**WHAT IS ASKED**
Repeat exactly, and only, the lines from the line containing "Reviewer note: check that every instance of the blue sky" through the last line of the records below, including both.

-- BEGIN --

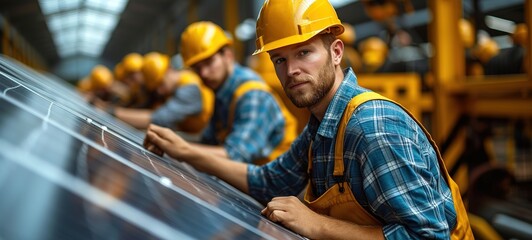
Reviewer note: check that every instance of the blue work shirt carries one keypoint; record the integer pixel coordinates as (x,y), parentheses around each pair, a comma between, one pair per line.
(391,167)
(258,124)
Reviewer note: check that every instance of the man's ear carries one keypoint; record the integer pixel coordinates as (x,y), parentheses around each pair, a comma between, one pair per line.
(337,51)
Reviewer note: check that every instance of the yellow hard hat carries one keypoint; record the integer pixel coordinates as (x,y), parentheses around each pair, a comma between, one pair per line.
(132,62)
(201,40)
(154,67)
(486,49)
(520,34)
(282,23)
(119,72)
(467,33)
(101,77)
(84,85)
(349,35)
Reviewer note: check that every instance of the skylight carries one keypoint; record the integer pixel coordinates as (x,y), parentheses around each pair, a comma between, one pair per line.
(81,27)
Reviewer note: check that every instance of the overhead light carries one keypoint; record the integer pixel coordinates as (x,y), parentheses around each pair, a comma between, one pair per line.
(500,24)
(81,27)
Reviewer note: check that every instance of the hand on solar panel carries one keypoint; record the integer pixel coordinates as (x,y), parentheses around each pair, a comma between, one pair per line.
(293,214)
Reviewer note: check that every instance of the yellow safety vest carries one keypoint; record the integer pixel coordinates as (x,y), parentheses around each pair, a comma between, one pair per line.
(290,128)
(342,204)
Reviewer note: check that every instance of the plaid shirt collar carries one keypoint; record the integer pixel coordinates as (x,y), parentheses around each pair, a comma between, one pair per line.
(347,90)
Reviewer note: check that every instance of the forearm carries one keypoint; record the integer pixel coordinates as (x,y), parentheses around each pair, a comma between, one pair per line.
(216,150)
(138,118)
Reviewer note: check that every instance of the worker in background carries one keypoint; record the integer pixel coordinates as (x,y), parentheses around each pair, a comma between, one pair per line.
(189,104)
(374,53)
(351,57)
(132,77)
(366,163)
(249,123)
(262,64)
(520,38)
(101,85)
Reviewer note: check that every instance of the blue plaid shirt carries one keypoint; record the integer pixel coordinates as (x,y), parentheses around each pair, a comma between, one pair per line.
(391,167)
(258,125)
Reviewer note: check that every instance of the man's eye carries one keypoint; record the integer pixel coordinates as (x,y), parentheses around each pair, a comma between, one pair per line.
(279,60)
(303,52)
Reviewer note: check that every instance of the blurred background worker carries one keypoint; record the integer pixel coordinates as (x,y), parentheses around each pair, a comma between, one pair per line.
(188,106)
(262,64)
(351,57)
(374,54)
(100,84)
(130,71)
(249,123)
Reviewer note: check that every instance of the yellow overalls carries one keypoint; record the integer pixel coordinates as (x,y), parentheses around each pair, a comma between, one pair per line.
(194,124)
(290,128)
(339,202)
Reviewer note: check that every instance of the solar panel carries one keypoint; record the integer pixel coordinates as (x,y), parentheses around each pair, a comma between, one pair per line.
(70,171)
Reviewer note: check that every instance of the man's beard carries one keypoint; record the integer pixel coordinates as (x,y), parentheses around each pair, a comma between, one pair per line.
(320,87)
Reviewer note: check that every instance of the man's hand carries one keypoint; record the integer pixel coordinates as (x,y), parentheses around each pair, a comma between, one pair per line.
(293,214)
(161,140)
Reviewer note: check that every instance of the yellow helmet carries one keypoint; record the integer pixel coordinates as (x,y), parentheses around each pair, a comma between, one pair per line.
(84,85)
(282,23)
(201,40)
(486,49)
(101,77)
(154,67)
(349,35)
(467,32)
(520,34)
(119,72)
(132,62)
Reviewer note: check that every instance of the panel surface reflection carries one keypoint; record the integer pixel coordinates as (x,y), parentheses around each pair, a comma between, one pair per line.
(69,171)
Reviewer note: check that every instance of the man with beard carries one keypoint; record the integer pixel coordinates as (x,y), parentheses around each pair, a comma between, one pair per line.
(249,124)
(369,168)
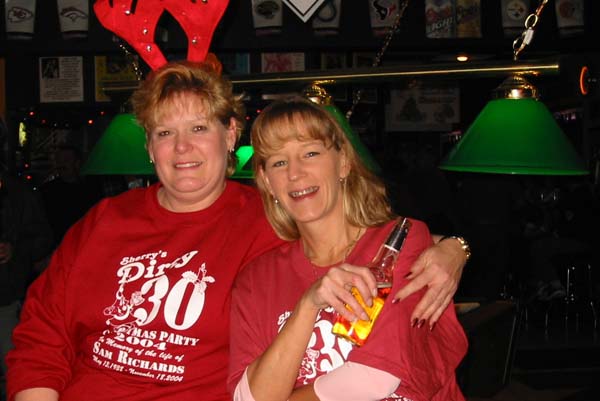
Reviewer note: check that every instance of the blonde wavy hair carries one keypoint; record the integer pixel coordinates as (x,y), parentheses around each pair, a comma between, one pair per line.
(364,195)
(163,89)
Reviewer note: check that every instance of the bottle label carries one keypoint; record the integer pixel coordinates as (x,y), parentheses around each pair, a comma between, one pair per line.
(358,331)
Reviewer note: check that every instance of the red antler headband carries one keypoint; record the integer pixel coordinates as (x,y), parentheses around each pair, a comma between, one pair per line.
(137,24)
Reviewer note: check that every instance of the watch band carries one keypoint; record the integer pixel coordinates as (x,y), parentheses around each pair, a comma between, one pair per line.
(463,244)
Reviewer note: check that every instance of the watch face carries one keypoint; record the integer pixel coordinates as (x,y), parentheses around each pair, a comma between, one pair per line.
(516,10)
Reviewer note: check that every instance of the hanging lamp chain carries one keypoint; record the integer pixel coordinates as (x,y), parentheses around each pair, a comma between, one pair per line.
(379,56)
(530,22)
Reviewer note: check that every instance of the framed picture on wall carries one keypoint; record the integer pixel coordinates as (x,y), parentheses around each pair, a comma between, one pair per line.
(235,63)
(61,79)
(111,71)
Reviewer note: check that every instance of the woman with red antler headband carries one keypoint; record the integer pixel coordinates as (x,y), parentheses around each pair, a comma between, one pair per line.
(135,303)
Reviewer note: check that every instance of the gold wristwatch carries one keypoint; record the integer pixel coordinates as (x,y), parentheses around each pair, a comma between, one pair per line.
(463,244)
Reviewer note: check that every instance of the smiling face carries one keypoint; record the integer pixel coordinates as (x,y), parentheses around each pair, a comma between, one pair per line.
(304,176)
(189,149)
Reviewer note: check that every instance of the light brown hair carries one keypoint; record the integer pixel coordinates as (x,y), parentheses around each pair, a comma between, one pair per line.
(364,195)
(163,88)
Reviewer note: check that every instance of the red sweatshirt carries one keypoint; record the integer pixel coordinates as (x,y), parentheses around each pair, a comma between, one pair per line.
(425,361)
(135,303)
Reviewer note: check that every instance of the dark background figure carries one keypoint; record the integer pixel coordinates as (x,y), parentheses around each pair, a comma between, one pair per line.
(487,208)
(67,196)
(564,232)
(25,239)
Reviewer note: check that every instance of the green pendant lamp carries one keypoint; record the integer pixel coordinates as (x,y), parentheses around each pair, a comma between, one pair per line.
(121,150)
(515,134)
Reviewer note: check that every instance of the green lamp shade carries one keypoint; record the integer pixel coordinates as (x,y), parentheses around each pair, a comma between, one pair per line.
(515,136)
(121,150)
(243,169)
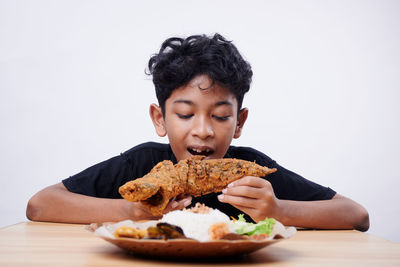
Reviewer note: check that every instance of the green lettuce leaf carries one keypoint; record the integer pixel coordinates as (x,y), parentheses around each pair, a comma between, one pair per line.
(242,227)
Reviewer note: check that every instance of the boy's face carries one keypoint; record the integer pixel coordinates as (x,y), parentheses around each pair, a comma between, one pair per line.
(199,121)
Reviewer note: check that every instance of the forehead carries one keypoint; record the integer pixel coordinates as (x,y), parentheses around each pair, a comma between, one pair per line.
(202,91)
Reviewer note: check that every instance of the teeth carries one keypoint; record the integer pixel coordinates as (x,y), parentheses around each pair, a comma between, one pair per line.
(199,151)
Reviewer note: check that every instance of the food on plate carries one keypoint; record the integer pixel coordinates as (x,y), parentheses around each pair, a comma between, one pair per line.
(132,232)
(194,176)
(203,224)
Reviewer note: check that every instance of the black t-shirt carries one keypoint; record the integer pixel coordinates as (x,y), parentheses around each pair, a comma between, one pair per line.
(103,179)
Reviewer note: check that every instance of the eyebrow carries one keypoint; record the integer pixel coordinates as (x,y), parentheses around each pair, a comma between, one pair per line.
(219,103)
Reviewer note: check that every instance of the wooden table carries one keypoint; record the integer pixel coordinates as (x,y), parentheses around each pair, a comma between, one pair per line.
(53,244)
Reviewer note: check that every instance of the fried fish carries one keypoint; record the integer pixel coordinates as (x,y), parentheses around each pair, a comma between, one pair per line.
(194,176)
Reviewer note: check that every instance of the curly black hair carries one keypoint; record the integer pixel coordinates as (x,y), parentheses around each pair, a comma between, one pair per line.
(180,60)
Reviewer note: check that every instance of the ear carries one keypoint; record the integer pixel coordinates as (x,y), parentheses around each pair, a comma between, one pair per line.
(243,113)
(158,120)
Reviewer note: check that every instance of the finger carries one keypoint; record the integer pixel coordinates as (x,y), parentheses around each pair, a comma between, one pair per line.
(245,191)
(240,201)
(250,181)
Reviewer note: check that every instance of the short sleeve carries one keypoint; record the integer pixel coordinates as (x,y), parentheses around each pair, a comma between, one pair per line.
(291,186)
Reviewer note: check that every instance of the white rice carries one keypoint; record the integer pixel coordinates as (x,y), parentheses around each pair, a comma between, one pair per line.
(196,225)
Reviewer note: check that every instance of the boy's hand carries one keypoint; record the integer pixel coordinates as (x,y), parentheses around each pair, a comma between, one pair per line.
(252,195)
(137,211)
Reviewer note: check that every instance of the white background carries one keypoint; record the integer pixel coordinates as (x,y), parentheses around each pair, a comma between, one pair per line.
(323,103)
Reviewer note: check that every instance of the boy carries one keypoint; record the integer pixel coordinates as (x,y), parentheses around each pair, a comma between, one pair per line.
(200,82)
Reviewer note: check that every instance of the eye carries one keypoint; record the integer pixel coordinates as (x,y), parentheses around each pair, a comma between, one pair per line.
(182,116)
(223,118)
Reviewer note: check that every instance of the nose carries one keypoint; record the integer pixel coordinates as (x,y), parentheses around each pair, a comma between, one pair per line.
(202,127)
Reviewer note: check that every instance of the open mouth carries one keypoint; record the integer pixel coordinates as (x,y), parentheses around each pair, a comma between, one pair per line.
(200,151)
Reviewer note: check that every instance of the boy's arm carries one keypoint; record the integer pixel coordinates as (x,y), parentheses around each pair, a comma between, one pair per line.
(256,197)
(56,204)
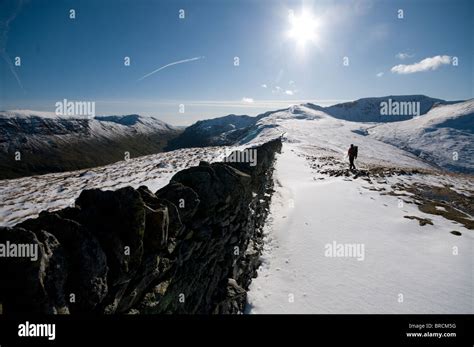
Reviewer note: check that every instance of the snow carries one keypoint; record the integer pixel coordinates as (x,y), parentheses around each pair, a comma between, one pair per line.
(311,209)
(436,136)
(25,198)
(401,257)
(27,114)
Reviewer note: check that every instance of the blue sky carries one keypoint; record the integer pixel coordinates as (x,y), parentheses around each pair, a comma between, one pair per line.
(83,58)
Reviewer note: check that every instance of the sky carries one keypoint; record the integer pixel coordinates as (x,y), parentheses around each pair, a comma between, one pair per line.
(220,56)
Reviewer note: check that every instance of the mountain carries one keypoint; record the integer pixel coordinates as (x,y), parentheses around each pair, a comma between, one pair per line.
(363,117)
(44,142)
(369,109)
(216,132)
(334,241)
(444,136)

-- END --

**TASK RESULT**
Reviewer note: check that every instance of the blue sky carries one keypoint; record the integer pixel coordinates as (x,y), parentheses around each pair, a comma between, one pair per line.
(83,58)
Reviewer note: check that every instance of the sky carries one keypoint; record the integer pixel coordinates as (x,y), parentheses around each pair, a comma between, one pair per line.
(220,56)
Reviewer note: check that every instance of the mountain carries one keypoint; record the integer pixel coordinates as (x,y), parentheses around each pair, a comma between, one pair per line.
(363,117)
(44,142)
(369,109)
(216,132)
(334,241)
(444,136)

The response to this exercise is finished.